+++ Dataset extract

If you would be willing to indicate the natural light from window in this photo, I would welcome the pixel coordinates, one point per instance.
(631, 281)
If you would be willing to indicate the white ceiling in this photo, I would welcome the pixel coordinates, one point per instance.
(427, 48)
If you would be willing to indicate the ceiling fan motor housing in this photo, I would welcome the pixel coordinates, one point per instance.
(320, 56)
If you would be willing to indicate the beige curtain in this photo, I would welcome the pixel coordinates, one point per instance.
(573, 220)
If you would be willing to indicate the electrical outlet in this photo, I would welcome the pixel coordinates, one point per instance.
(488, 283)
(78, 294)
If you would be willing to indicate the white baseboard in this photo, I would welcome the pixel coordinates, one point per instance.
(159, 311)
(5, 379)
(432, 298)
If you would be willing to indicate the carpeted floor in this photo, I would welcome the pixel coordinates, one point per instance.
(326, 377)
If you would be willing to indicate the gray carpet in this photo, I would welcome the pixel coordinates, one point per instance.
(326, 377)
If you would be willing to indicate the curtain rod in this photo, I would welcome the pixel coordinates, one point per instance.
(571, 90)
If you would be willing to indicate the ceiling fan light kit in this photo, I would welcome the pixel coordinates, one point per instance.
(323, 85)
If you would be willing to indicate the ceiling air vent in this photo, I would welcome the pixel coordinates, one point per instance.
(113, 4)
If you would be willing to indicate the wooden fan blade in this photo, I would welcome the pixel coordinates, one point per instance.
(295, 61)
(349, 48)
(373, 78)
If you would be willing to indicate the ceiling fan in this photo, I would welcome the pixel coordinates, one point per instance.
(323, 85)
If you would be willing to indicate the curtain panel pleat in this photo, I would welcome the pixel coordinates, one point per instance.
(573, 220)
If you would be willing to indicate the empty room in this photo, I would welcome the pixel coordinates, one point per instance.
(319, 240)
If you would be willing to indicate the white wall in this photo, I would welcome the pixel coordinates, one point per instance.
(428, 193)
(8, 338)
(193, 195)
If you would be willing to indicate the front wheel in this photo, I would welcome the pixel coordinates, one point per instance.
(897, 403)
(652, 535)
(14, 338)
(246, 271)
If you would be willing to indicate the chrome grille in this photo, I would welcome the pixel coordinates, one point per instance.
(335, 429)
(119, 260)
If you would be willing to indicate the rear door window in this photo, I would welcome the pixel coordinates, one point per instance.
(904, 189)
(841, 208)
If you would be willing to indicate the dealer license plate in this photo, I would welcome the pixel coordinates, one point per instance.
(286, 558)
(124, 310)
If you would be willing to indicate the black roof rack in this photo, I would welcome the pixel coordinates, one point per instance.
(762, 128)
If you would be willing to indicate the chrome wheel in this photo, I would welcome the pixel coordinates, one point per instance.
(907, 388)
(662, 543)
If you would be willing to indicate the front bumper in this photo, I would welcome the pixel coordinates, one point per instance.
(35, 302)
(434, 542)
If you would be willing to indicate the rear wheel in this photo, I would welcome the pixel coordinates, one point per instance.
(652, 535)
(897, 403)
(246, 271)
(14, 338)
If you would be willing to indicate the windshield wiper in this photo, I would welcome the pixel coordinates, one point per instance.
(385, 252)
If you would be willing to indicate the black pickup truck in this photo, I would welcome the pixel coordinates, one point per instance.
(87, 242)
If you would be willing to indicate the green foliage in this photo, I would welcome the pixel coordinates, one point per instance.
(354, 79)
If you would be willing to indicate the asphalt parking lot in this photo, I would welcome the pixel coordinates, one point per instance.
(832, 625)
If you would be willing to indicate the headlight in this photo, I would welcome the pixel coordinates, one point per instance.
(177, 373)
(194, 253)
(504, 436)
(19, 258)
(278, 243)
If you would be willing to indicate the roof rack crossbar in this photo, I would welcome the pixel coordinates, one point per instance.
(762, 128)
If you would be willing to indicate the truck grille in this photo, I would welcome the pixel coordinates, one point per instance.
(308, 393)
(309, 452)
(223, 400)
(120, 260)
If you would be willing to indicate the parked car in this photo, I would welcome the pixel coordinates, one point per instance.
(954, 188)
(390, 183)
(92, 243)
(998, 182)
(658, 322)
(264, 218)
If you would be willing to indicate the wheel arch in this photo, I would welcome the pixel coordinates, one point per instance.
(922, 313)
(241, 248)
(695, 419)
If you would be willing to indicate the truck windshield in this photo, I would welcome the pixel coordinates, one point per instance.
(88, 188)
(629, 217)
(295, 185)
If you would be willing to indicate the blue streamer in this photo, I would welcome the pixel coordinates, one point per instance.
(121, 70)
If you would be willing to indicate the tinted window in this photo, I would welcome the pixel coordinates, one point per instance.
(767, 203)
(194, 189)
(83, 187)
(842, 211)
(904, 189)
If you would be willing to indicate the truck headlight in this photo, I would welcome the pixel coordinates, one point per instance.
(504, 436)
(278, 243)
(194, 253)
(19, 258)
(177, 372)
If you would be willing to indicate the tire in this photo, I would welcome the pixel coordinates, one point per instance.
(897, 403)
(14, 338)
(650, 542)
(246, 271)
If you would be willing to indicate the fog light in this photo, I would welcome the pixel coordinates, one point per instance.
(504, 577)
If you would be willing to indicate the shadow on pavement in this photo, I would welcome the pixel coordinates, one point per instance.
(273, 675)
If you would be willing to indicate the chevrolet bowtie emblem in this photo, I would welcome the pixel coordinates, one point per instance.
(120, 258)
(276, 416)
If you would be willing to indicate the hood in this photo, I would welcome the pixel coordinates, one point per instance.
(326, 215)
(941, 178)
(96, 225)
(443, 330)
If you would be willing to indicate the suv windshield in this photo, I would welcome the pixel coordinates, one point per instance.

++++++

• _Given instruction_:
Reproduce every one of the records above, word for word, with nothing changed or left out.

• _Full response_:
If you would be willing to indicate the natural light from window in this photo, I would welcome the pixel coordinates, one point per instance.
(631, 281)
If you would be willing to indicate the white ceiling in this photo, I would welcome the pixel coordinates, one point per instance.
(427, 48)
If you would be willing to indicate the ceiling fan motor housing in this photo, I would welcome the pixel coordinates, one point per instance.
(320, 56)
If you would be willing to indicate the beige curtain in this photo, I would welcome the pixel coordinates, one point per instance.
(573, 220)
If you would be willing to indicate the electrical outlet in this photo, I would welcome the pixel coordinates, one point per instance.
(488, 283)
(78, 294)
If you would be willing to indicate the white baseboard in this photo, I would welcome the pixel coordinates, one point per instance.
(159, 311)
(5, 379)
(432, 298)
If you would be willing to indicate the carpeted floor in this photo, I would welcome the pixel coordinates, one point per instance.
(326, 377)
If you would be willing to indicate the gray carpet in this photo, I would welcome the pixel coordinates, one point per instance.
(326, 377)
If you would be willing to indicate the curtain rod in this photo, I would welcome the pixel coordinates, one point per instance.
(571, 90)
If you would be willing to indicate the ceiling fan light kit in this photo, I would welcome the pixel coordinates, one point per instance.
(323, 85)
If you would be willing to indicate the ceiling air vent in this photo, I would welcome the pixel coordinates, one point per instance.
(113, 4)
If you would be willing to indicate the wooden fan blade in this photo, I would welcome the pixel coordinates, one point per instance.
(295, 61)
(349, 48)
(373, 78)
If you would be willing to indicate the ceiling fan in this photo, I would welcome the pixel coordinates, one point per instance.
(323, 85)
If you would be willing to indicate the curtain panel pleat in this photo, I would welcome the pixel coordinates, one point per instance.
(573, 220)
If you would be willing to indicate the empty room in this photo, I would welcome the pixel coordinates, one point per instance.
(319, 240)
If you would be willing to indicate the white wall in this photo, I would welcome the pixel coordinates, one point per instance.
(428, 193)
(8, 338)
(193, 195)
If you would be willing to indicate the front wheel in this photo, I would welcome the pixel coordinates, one point per instance.
(897, 403)
(652, 535)
(14, 338)
(246, 271)
If you would be willing to indicate the chrome grille in this photo, I would welcome the pixel coordinates, one point per instance.
(335, 429)
(119, 260)
If you would be willing to indicate the rear door window in this photo, I would welcome the pixel coordinates, one point per instance.
(904, 189)
(841, 208)
If you would be willing to indicate the dealer license plate in this photo, I would welcome the pixel coordinates, one point per instance.
(286, 558)
(124, 310)
If you would be willing to indicate the black roof rack in this photo, I would welcome the pixel coordinates, one point per instance.
(762, 128)
If you would be willing to indicate the chrome wheel in this photo, I would welcome the pixel coordinates, one point per instance.
(907, 388)
(662, 543)
If you would be willing to indicate the front bumper in this photo, I would welcome the pixel coordinates, one point per instance.
(35, 302)
(434, 542)
If you would be willing to indicate the rear wheel in this photo, I would welcome the pixel coordinates, one point per instance.
(652, 535)
(897, 403)
(246, 271)
(14, 338)
If you would be willing to indicate the windshield wiper in this photo, I would welcome the pixel coordinates, one point per instance.
(385, 252)
If you would be willing to indicate the black pickup truck in this photo, I would welcome the pixel coordinates, one point per instance.
(87, 242)
If you would be willing to indicate the green foliage in this photo, I would welcome the pixel coordinates, one point per instance.
(354, 79)
If you would be willing to indicate the asphalt parking lot in this photo, I would welcome the pixel coordinates, one point per instance.
(832, 625)
If you would be willing to indicate the headlight in this photo, I would welcome the pixel coordinates, one point per instance.
(177, 373)
(194, 253)
(504, 436)
(19, 258)
(278, 243)
If you would be willing to indicate the roof rack crossbar in this photo, I would welcome the pixel coordinates, one point per instance.
(762, 128)
If you would be willing to indicate the truck grille in this photo, I would welcome the pixel coordinates, one point per instance.
(308, 393)
(309, 452)
(223, 400)
(120, 260)
If you would be willing to indicate the parked car in this photo, I would welcome the pixel coordinates, one point per instance.
(954, 188)
(390, 183)
(92, 243)
(998, 182)
(658, 322)
(264, 218)
If you would be willing to indicate the wheel arch in this photo, I would welcome the pixel coordinates, one point per instance.
(922, 313)
(241, 248)
(695, 419)
If you would be willing to indicate the truck windshield in this photo, I would welcome the pixel coordinates, one point per instance.
(88, 188)
(629, 217)
(295, 185)
If you would be willing to indicate the blue streamer in this photo, I would welcome the pixel coordinates, one point per instance.
(121, 70)
If you would be willing to indicate the tinted window in this photo, I would welcome the pixel coordinates, one point per instance.
(767, 203)
(194, 189)
(83, 187)
(842, 211)
(904, 189)
If you would be willing to indicate the truck headlight in this photo, I would welcome the pixel coordinates, one point per instance.
(504, 436)
(278, 243)
(194, 253)
(19, 258)
(177, 372)
If you would be willing to indicate the tire in this photo, I would welcome the pixel coordinates, one point per instance.
(897, 403)
(14, 338)
(650, 542)
(246, 271)
If you would be willing to indicate the fog light in this photo, I would welcome the pixel coordinates, one point per instance.
(504, 577)
If you would be willing to indicate the shadow on pavement in this photo, I would welcome the pixel coordinates, one point per instance.
(273, 675)
If you would be willing to indicate the chevrolet bowtie emblem in this photo, I would welcome the pixel coordinates, one point per instance.
(120, 258)
(276, 416)
If you would be willing to indicate the hood in this photo, I would welcome the pixel coordinates, one point per instance.
(326, 215)
(941, 178)
(96, 225)
(443, 330)
If you would be willing to indicate the suv windshield in this photo, I would welcome the pixel coordinates, one point per instance.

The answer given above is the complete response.